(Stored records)
__________________________________________________
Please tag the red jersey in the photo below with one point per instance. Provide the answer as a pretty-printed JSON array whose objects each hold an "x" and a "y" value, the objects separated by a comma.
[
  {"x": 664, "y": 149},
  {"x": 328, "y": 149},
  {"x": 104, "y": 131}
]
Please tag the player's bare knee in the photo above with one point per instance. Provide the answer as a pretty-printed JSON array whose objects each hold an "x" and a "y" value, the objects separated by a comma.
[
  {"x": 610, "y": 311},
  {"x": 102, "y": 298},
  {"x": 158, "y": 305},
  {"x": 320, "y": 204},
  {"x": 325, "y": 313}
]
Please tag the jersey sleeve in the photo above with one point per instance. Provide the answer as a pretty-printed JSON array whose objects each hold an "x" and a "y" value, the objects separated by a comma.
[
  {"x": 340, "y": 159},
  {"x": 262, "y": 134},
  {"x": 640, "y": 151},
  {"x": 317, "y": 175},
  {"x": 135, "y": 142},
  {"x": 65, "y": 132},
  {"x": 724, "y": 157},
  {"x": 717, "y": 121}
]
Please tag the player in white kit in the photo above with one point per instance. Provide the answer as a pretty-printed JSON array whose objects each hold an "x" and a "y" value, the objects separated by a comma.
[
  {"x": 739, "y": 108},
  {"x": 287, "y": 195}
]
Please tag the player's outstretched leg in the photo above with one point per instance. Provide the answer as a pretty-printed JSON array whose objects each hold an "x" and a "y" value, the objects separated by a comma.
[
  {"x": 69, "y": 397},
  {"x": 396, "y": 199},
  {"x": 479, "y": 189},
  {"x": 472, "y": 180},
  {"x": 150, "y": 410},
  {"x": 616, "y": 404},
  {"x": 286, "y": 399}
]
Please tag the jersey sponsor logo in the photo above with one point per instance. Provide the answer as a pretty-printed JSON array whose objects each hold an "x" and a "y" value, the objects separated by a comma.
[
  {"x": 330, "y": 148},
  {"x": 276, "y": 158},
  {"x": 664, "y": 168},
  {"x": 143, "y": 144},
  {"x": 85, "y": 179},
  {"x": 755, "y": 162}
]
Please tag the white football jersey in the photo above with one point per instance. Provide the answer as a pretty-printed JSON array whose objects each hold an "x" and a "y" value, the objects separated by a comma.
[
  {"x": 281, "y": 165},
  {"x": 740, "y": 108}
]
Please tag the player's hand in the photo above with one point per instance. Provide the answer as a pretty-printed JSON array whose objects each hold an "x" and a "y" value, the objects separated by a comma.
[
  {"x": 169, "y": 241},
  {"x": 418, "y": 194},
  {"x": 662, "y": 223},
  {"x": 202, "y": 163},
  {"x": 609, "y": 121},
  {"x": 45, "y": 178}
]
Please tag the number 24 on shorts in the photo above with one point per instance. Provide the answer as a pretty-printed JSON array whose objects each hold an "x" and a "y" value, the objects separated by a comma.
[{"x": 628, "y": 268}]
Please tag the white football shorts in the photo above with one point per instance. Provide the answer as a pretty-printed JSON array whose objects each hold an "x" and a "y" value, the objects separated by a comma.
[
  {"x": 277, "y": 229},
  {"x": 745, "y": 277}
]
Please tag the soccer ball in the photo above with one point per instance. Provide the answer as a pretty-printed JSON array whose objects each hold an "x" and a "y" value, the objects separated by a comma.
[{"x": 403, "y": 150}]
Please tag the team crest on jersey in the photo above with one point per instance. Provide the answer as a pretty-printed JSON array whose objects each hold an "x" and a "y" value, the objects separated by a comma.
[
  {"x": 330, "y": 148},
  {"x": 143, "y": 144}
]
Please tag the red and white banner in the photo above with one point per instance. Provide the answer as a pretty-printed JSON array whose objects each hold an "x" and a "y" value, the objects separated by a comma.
__________________________________________________
◆ **Challenge**: From the listing above, extract every line exactly as it stands.

◆ **Solution**:
Please tag the red jersey in the photo below with one point per instance. Provide the answer as a pretty-printed JSON array whose objects each hold an "x" and a "y" value, the objects separated by a comma.
[
  {"x": 664, "y": 149},
  {"x": 328, "y": 149},
  {"x": 104, "y": 131}
]
Please tag the player's bare knee in the photo above with one point per instance. Provide the answer as a pretty-printed JSON array whose objects each hold an "x" and a "y" value, the objects separated by a comma.
[
  {"x": 610, "y": 311},
  {"x": 102, "y": 298},
  {"x": 158, "y": 305},
  {"x": 320, "y": 204},
  {"x": 325, "y": 313}
]
Please tag the jersey sleeve in the photo above with one point per instance. Provide the answer as a pretty-printed JSON array whose objects each hold an "x" and a "y" value, the objects separated by a comma.
[
  {"x": 340, "y": 159},
  {"x": 262, "y": 134},
  {"x": 640, "y": 151},
  {"x": 317, "y": 175},
  {"x": 135, "y": 142},
  {"x": 65, "y": 132},
  {"x": 724, "y": 157},
  {"x": 717, "y": 121}
]
Please tag the player in white kit in the photo above with one point per instance. Provide the answer as a pretty-printed JSON array whose objects each hold an "x" and a "y" value, the objects separated by a comma.
[
  {"x": 739, "y": 108},
  {"x": 287, "y": 195}
]
Please tag the player's outstretched leg in the photo above with one point per instance. Provide the answer as a pretty-printed JSON array whose objects each hold an "x" and a "y" value, the objects separated by a comma.
[
  {"x": 69, "y": 397},
  {"x": 396, "y": 199},
  {"x": 479, "y": 189},
  {"x": 472, "y": 180},
  {"x": 150, "y": 410},
  {"x": 616, "y": 404},
  {"x": 286, "y": 399}
]
Please tag the jersey sponsor logo in the photo above with one point per instance. Provide the answer as a pretty-printed JSON array whose objects each hold an "x" and a "y" value, the objects separated by a comma.
[
  {"x": 330, "y": 148},
  {"x": 276, "y": 158},
  {"x": 664, "y": 168},
  {"x": 143, "y": 144},
  {"x": 85, "y": 179},
  {"x": 755, "y": 162}
]
Please tag the white football jersey in the photo above with one point per instance. Provide the answer as a pretty-printed JSON array whose objects each hold an "x" and a "y" value, the objects separated by a comma.
[
  {"x": 281, "y": 165},
  {"x": 740, "y": 108}
]
Please tag the player's hand in the photo above with one point per instance. Provide the answer as a pretty-printed JSON array whose objects each hold an "x" and a "y" value, the objects separated by a comma.
[
  {"x": 169, "y": 241},
  {"x": 418, "y": 194},
  {"x": 662, "y": 223},
  {"x": 202, "y": 163},
  {"x": 609, "y": 121},
  {"x": 45, "y": 178}
]
Please tag the number 24 on shorts in the photo above with one point per instance. Provide the answer as a pretty-printed JSON array whose objects each hold an "x" and a "y" value, the objects separated by a comma.
[{"x": 628, "y": 268}]
Please tag the white football shorts in the photo above with one point per instance. Provide the answer as a pretty-printed JSON array whose objects each hold an "x" and a "y" value, the objects separated by a comma.
[
  {"x": 277, "y": 229},
  {"x": 745, "y": 277}
]
Please tag the soccer ball in the photo above with one point per instance. Provide the answer as a pretty-printed JSON array whose objects each hold an "x" and a "y" value, the objects separated by a comma.
[{"x": 403, "y": 150}]
Please tag the team crest on jersey in the photo above with one point per instance. Provide the answer as a pretty-printed JSON array whose objects each hold an "x" and a "y" value, the objects separated by a comma.
[
  {"x": 330, "y": 148},
  {"x": 143, "y": 144}
]
Please tag the red and white banner in the photo above with one point per instance. Provide the answer as a pretty-printed JSON array whose objects each hold an "x" and a "y" value, the objects separated by a comma.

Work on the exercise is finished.